Problem to work on:
Return the whole listing unchanged. Drop the images.
****************
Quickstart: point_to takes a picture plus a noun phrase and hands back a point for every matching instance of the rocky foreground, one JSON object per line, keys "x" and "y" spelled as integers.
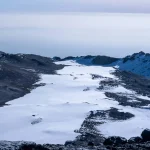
{"x": 19, "y": 73}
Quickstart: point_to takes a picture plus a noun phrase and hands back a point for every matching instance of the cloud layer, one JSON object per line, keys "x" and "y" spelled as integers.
{"x": 132, "y": 6}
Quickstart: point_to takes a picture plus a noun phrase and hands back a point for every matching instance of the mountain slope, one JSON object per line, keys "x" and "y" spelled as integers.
{"x": 20, "y": 72}
{"x": 138, "y": 63}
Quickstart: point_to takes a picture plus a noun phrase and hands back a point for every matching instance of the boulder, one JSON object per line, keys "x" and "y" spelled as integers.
{"x": 135, "y": 140}
{"x": 115, "y": 140}
{"x": 146, "y": 135}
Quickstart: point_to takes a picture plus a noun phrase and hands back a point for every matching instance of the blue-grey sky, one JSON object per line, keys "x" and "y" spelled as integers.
{"x": 75, "y": 27}
{"x": 132, "y": 6}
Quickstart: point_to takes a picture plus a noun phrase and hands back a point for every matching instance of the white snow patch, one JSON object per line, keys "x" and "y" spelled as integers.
{"x": 60, "y": 108}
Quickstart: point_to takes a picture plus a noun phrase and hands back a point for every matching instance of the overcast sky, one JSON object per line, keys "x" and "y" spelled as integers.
{"x": 75, "y": 27}
{"x": 137, "y": 6}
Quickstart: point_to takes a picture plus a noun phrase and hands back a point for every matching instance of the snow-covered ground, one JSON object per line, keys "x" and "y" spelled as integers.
{"x": 51, "y": 113}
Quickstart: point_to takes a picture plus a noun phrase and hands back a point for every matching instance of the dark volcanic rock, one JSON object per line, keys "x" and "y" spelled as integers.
{"x": 134, "y": 82}
{"x": 127, "y": 101}
{"x": 103, "y": 60}
{"x": 146, "y": 135}
{"x": 115, "y": 140}
{"x": 18, "y": 73}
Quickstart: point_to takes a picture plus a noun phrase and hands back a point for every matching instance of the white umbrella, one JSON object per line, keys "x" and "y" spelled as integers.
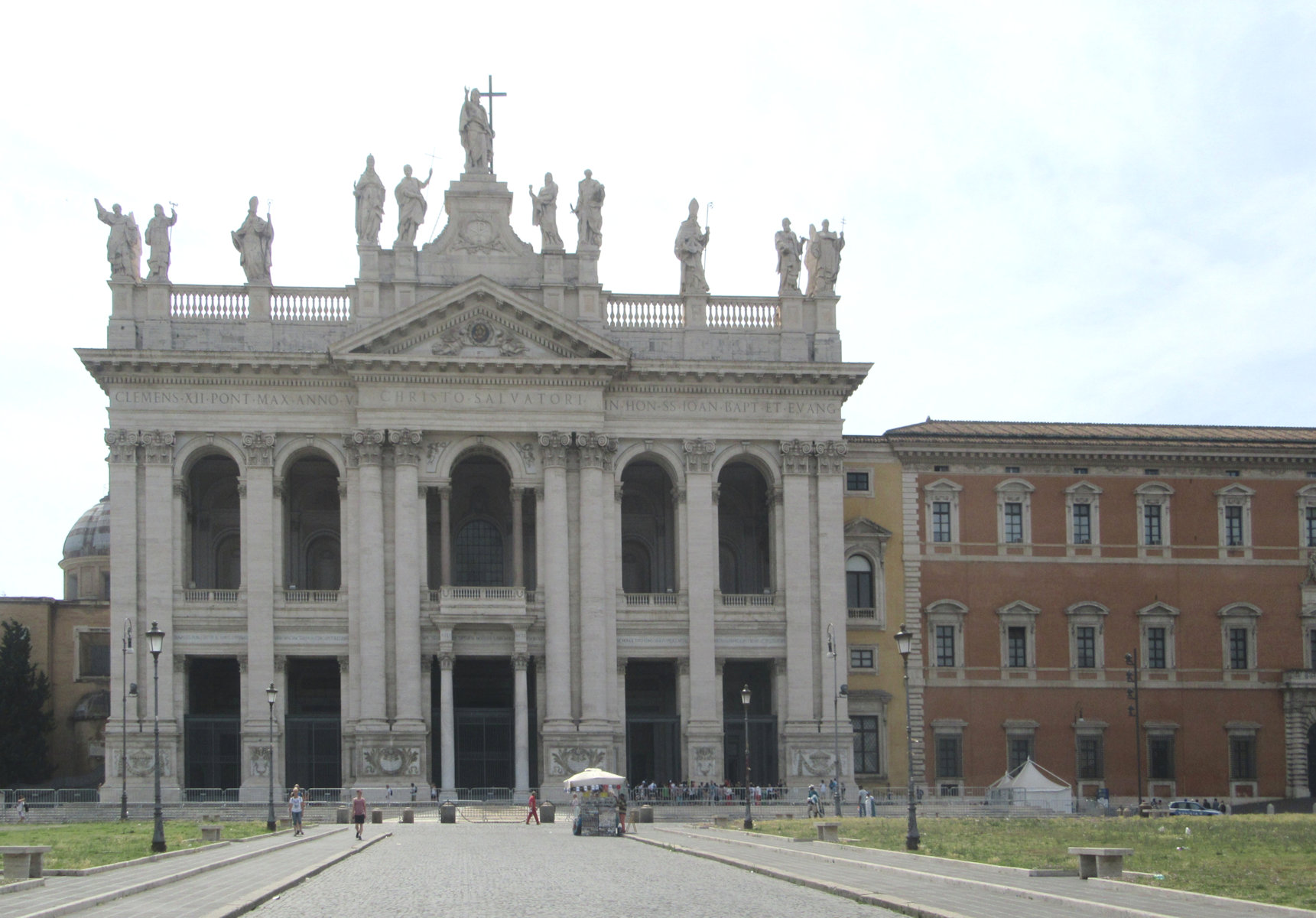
{"x": 593, "y": 776}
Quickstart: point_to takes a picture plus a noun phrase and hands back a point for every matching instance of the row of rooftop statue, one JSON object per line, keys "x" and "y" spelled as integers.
{"x": 255, "y": 239}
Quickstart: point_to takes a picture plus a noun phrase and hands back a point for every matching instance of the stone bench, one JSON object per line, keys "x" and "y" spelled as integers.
{"x": 1104, "y": 863}
{"x": 24, "y": 861}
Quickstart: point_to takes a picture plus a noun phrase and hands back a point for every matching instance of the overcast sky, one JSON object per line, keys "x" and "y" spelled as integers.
{"x": 1090, "y": 213}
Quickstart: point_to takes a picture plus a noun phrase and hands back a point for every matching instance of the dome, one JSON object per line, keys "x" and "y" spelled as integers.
{"x": 89, "y": 534}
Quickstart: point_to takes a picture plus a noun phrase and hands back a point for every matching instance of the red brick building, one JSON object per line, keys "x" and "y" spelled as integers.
{"x": 1038, "y": 556}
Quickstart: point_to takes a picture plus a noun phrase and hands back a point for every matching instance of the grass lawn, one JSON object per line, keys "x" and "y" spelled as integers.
{"x": 1259, "y": 858}
{"x": 94, "y": 843}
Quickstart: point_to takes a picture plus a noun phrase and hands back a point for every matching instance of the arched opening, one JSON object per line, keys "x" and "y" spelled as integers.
{"x": 312, "y": 519}
{"x": 648, "y": 529}
{"x": 215, "y": 525}
{"x": 858, "y": 582}
{"x": 481, "y": 523}
{"x": 744, "y": 529}
{"x": 1311, "y": 760}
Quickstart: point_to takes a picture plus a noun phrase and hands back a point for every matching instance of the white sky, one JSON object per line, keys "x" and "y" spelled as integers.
{"x": 1054, "y": 211}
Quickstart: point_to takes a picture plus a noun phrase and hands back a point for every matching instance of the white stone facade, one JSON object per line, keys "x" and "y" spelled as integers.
{"x": 416, "y": 487}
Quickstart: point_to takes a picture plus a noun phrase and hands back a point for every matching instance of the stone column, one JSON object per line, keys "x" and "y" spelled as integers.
{"x": 830, "y": 582}
{"x": 522, "y": 731}
{"x": 518, "y": 539}
{"x": 447, "y": 746}
{"x": 423, "y": 539}
{"x": 122, "y": 606}
{"x": 407, "y": 587}
{"x": 258, "y": 580}
{"x": 554, "y": 580}
{"x": 594, "y": 627}
{"x": 801, "y": 640}
{"x": 370, "y": 587}
{"x": 445, "y": 535}
{"x": 704, "y": 731}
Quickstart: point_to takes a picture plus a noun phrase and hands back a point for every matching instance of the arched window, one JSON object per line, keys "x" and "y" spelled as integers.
{"x": 478, "y": 555}
{"x": 858, "y": 582}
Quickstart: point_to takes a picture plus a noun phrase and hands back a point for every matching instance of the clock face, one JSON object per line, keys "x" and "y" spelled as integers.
{"x": 478, "y": 232}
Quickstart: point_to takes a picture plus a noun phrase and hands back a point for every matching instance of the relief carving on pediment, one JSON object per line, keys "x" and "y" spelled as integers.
{"x": 479, "y": 335}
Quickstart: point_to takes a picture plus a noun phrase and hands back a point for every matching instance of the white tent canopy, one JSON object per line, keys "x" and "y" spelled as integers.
{"x": 593, "y": 776}
{"x": 1032, "y": 785}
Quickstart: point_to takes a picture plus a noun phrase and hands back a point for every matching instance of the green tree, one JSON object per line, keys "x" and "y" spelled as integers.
{"x": 24, "y": 719}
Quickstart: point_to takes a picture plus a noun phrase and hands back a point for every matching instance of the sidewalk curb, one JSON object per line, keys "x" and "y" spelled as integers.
{"x": 903, "y": 907}
{"x": 291, "y": 880}
{"x": 100, "y": 899}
****************
Finished task:
Quickstart: point_to takes a picture plus a noun phrase and hands back a point for every matching instance of the rocky foreground, one JSON object per line, keys "x" and "y" spelled as integers.
{"x": 19, "y": 73}
Quickstart: point_to takes a picture plus a noun phrase and hands back a point for every matching instance of the cloud layer, one JSON object per line, keys "x" and "y" spelled as integers.
{"x": 132, "y": 6}
Quickstart: point_to takes a picture plus a noun phrase and hands back a point for every matching instance of the mountain slope, one JSON object per line, keys "x" and "y" spelled as integers.
{"x": 20, "y": 72}
{"x": 138, "y": 63}
Quickstart: point_to takes a picture plus a noun phrase and hands back a point for every matching instance of the boulder, one JSON object per line, keys "x" and "y" spelled as integers.
{"x": 135, "y": 140}
{"x": 115, "y": 140}
{"x": 146, "y": 135}
Quickstart: point_to takes a picture plus a noun phrase and hands back a point for every matching instance of the blue-grey sky, one JSON object per line, keys "x" and "y" spelled as integers.
{"x": 75, "y": 27}
{"x": 132, "y": 6}
Quickstart: point_to takes a picture plus a noun phrase and hands back a point for every matching instance of the white snow patch, one JSON object per line, keys "x" and "y" spelled as integers.
{"x": 60, "y": 108}
Quickstart: point_to takes a picture plus a noun phrase and hands back a point for every matching instance of the overcast sky, one JSON object per line, keys "x" and "y" spelled as integers.
{"x": 75, "y": 27}
{"x": 137, "y": 6}
Quickstart: point_to takes a picture plus a noun phrase and hands back a point for every matching instance of the snow-covered ground, one JSON object per line, keys "x" and "y" spelled as integers.
{"x": 51, "y": 113}
Quickstart: point_to takes a picture plus a noun phrase and hands back a point for every matching instance of the dark volcanic rock, one JSON object per line, keys "x" and "y" spelled as integers.
{"x": 134, "y": 82}
{"x": 127, "y": 101}
{"x": 103, "y": 60}
{"x": 146, "y": 135}
{"x": 115, "y": 140}
{"x": 18, "y": 73}
Quickstart: point_to takes a picture plus a noun phrase and hands back a point for every matching instance of the white umbrella, one JSON object per line, keys "x" and "y" spelled as integers.
{"x": 593, "y": 776}
Quickstart: point_to takes a picture plus a noun phrase and hands back a point for every matching instance of the row of rooftop statue, one JSON object per line, keys "x" and "y" spelled as integers.
{"x": 255, "y": 239}
Quickstart: point_to takes a picture plus a noun phrase and hands back a point for every matching instance of the stone bench, one JSON object per line, keys "x" and "y" spelled as integers.
{"x": 1104, "y": 863}
{"x": 24, "y": 861}
Quickstart: point_to takes a picture plus a noun phrase and hands back a point for every matching instance of the overcast sky, one JSON object per line, keys "x" and "y" spelled as integers.
{"x": 1090, "y": 213}
Quickstart: point_to takes a picture plus a noun phrase and hands back a point for every matching instance of the dome, one JSON object per line, keys "x" and "y" spelled as integers.
{"x": 89, "y": 534}
Quickstart: point_to takes a picture plus a noun phrase and hands back a point for every matching instance of the red brick building, one JSON object per line, keys "x" and "y" spelled as integers.
{"x": 1038, "y": 556}
Quickstart: point_to takes a picture plus a noun phrase and hands back a point for every matching instance of the grass lawn, one JSON object per line, keys "x" and "y" spelled as integers.
{"x": 1259, "y": 858}
{"x": 94, "y": 843}
Quickstart: point_to takes a picture plus a noun phrase and hands back a point for every matching instance of the arched opening, one JSON object per line, keys "x" and "y" spelled as integers.
{"x": 312, "y": 519}
{"x": 648, "y": 529}
{"x": 215, "y": 525}
{"x": 858, "y": 582}
{"x": 481, "y": 523}
{"x": 744, "y": 529}
{"x": 1311, "y": 760}
Quickstart: point_to takes a picture plus a noun phrase and hands back a point for every matching instance of the white sky, one JSON object per line, keys "x" and "y" spelled as integers.
{"x": 1054, "y": 211}
Quickstart: point_to takes a picture plus a noun phrase and hands back a point for every matching instance of the white stone facade, one JSON object per line, keys "x" and "y" spelled as integers.
{"x": 416, "y": 487}
Quickstart: point_to takes a picture plus a noun phrase and hands back a point for every matching instance of the stone column, one JSON object per line, keys "x" and "y" spelled as integers.
{"x": 830, "y": 582}
{"x": 522, "y": 731}
{"x": 518, "y": 539}
{"x": 447, "y": 746}
{"x": 423, "y": 539}
{"x": 122, "y": 606}
{"x": 407, "y": 587}
{"x": 258, "y": 580}
{"x": 554, "y": 580}
{"x": 594, "y": 627}
{"x": 801, "y": 640}
{"x": 370, "y": 587}
{"x": 445, "y": 535}
{"x": 704, "y": 731}
Quickstart: point_to takes a picture plus a noun phrase and hands back a point for every matching instance of the arched window, one JSON object per line, keys "x" and "y" spelled as integers.
{"x": 478, "y": 555}
{"x": 858, "y": 582}
Quickstart: point_to takes a picture plus a noun phrase and hands back a point for every matching instance of the clock face, one JSON object per line, keys "x" and "y" spelled as integers.
{"x": 478, "y": 232}
Quickstart: point_to takes a picture plus a noun phrase and hands back a point for every matching instance of the relief carving on pediment, one JSON object per line, keys "x" and "y" spelled as integers.
{"x": 479, "y": 335}
Quickstart: point_to takes a picture plus a noun phrase and hands back a point for every matching instance of the white tent canopy, one JSON object per line, keys "x" and "y" spelled as integers.
{"x": 593, "y": 776}
{"x": 1032, "y": 785}
Quickstart: point_to takes a picture plus a noun phrase and hands back a point for every matching instance of the green tree, one JSON object per line, keys "x" and "y" spelled as integers.
{"x": 24, "y": 719}
Quickstart: point_to takes a picture plus a noun phrase and hands back a point for every matching instance of the sidewalk curb, one JSON object per line, keys "x" and "y" spelled as integers.
{"x": 903, "y": 907}
{"x": 291, "y": 880}
{"x": 100, "y": 899}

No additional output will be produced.